- _EXERCISE DETAILS_
Which lines in the data below contain the string "target"? Pick out each one and copy it, treating case as significant.

Stored data:
━━━━

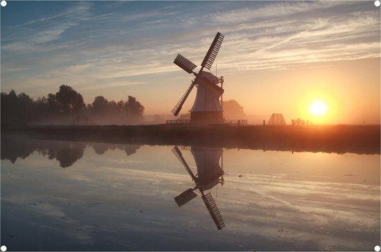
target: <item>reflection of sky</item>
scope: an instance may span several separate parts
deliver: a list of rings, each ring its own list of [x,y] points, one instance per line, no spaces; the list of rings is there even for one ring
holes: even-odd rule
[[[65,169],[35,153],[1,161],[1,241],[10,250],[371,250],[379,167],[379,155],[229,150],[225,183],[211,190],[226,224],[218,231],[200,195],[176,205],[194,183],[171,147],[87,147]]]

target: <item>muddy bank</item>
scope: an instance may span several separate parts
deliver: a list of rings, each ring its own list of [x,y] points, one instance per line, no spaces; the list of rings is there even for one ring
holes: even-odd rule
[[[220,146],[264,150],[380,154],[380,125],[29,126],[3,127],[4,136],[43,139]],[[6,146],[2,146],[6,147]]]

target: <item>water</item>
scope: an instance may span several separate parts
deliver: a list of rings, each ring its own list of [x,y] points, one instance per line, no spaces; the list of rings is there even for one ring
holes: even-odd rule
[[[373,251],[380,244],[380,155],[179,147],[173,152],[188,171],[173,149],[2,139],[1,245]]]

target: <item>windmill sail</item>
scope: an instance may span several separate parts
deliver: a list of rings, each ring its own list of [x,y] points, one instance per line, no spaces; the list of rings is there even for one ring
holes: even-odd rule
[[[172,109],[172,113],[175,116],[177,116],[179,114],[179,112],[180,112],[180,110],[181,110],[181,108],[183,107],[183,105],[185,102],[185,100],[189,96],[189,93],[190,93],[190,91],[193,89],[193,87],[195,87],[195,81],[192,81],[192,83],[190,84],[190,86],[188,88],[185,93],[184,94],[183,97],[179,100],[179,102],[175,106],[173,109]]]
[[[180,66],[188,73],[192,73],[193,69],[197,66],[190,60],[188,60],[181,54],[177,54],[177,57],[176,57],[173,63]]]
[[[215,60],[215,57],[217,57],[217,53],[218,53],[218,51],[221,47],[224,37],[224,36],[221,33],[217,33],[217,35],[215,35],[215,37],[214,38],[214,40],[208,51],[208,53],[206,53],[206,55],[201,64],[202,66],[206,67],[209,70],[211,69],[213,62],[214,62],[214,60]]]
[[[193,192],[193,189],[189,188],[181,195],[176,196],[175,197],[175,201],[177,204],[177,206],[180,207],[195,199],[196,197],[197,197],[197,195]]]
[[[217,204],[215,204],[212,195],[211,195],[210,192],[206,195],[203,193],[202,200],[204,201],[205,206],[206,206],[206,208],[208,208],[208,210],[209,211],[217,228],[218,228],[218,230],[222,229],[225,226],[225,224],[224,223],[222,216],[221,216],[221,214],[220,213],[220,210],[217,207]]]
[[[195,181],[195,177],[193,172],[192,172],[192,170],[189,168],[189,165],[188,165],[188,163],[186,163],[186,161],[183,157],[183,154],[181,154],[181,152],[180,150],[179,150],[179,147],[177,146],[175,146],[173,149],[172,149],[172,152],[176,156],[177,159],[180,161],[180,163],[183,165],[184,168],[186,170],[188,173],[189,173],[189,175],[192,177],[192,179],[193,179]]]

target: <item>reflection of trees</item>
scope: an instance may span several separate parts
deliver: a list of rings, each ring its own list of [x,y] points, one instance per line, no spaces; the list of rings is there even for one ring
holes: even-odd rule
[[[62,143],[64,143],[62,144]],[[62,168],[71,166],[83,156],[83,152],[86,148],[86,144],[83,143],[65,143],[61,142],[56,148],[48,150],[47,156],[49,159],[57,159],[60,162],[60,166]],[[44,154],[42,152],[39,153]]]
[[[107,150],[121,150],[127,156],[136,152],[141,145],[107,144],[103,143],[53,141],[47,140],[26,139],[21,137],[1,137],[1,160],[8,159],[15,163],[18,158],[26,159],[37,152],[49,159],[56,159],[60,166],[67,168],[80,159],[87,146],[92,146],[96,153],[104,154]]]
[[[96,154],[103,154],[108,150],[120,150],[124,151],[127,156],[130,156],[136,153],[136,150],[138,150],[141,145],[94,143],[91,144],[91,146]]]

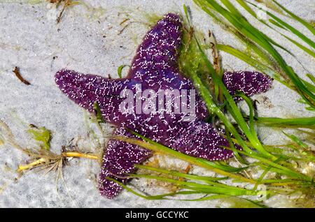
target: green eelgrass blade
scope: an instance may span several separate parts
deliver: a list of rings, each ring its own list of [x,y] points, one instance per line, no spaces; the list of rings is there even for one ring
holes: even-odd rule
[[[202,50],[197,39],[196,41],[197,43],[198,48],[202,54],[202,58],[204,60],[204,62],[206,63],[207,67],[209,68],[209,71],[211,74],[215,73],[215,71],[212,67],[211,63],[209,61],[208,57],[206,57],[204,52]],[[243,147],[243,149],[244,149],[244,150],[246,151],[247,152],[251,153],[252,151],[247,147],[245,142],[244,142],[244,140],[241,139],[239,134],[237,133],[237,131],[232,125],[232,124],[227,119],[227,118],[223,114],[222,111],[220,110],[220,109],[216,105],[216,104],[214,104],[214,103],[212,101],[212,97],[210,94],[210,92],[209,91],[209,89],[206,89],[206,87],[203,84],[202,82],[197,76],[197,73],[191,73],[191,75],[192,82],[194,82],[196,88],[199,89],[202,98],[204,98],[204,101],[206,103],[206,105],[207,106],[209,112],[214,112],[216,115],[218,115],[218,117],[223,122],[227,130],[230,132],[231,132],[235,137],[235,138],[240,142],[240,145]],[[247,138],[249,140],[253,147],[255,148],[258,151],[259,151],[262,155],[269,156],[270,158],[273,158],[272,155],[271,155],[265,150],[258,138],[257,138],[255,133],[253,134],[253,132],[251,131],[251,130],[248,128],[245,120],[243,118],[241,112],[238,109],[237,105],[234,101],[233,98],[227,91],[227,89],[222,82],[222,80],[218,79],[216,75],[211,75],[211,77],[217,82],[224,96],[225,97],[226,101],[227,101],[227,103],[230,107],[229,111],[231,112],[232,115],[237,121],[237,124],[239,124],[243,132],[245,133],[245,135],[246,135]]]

━━━━

- _REPLY TO THE TASK_
target: <item>reflection of sky</item>
target: <item>muddy bank</item>
target: <item>water</item>
target: <item>windmill sail</item>
target: <item>reflection of trees</item>
target: green eelgrass blade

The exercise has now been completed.